## 課題
麻布中学を紹介する文章から、「中学受験のプロ peterの日記」から「常連校であることも有名です。」までをすべて、一字も変えずに抜き出しなさい。

## 提示された抜粋
**********
中学受験のプロ peterの日記

中学受験について、プロの視点であれこれ語ります。

個性的な問題が魅力の麻布中学の入試傾向と求める生徒像

麻布中学の社会科入試傾向を分析して、記述対策をするには?

開成に並んで都内屈指の人気校の麻布中学・高等学校。
1895年創立という伝統もさることながら、東大の合格者ベスト10の常連校であることも有名です。
また、自由な校風であることもよく知られていますね。そのためか、熱烈なファンも多い学校です。
麻布を志望する男子生徒は、自分の成績を顧みずに受験する場合が多いものなのです。
さらに、この学校の問題は個性的です。
とくに社会科が、私の見たところ全国の社会科の入試問題の中で、最高水準の良問の記述問題であると断言できます。
**********
データセットの記録
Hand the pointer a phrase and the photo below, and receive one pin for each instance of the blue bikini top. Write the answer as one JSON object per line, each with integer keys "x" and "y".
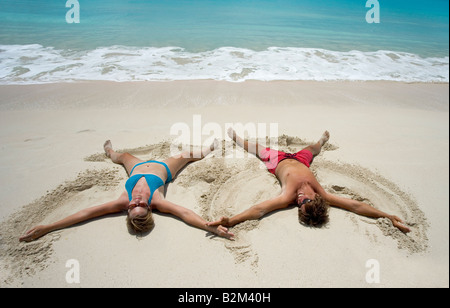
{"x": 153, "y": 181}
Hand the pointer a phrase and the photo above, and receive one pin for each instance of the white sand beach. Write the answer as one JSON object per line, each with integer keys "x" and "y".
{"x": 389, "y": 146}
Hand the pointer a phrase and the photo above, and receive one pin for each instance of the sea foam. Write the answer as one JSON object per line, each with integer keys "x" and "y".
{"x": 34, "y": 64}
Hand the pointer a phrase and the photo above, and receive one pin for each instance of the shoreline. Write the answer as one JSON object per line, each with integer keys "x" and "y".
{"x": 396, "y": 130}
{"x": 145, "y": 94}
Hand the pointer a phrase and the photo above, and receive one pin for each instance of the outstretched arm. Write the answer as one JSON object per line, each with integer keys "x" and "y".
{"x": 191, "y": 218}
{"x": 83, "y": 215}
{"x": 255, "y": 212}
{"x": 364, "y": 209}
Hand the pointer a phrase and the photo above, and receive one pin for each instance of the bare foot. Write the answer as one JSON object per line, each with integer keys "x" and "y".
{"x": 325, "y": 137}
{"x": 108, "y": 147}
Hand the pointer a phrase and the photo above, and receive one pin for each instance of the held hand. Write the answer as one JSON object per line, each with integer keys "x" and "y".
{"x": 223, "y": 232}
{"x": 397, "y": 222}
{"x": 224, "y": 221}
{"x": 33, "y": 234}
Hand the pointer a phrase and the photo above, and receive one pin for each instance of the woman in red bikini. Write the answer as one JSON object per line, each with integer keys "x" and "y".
**********
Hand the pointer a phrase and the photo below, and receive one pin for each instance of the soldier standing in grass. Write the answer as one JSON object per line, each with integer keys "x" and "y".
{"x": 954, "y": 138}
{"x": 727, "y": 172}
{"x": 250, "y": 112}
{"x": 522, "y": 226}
**********
## 解答例
中学受験のプロ peterの日記

中学受験について、プロの視点であれこれ語ります。

個性的な問題が魅力の麻布中学の入試傾向と求める生徒像

麻布中学の社会科入試傾向を分析して、記述対策をするには?

開成に並んで都内屈指の人気校の麻布中学・高等学校。
1895年創立という伝統もさることながら、東大の合格者ベスト10の常連校であることも有名です。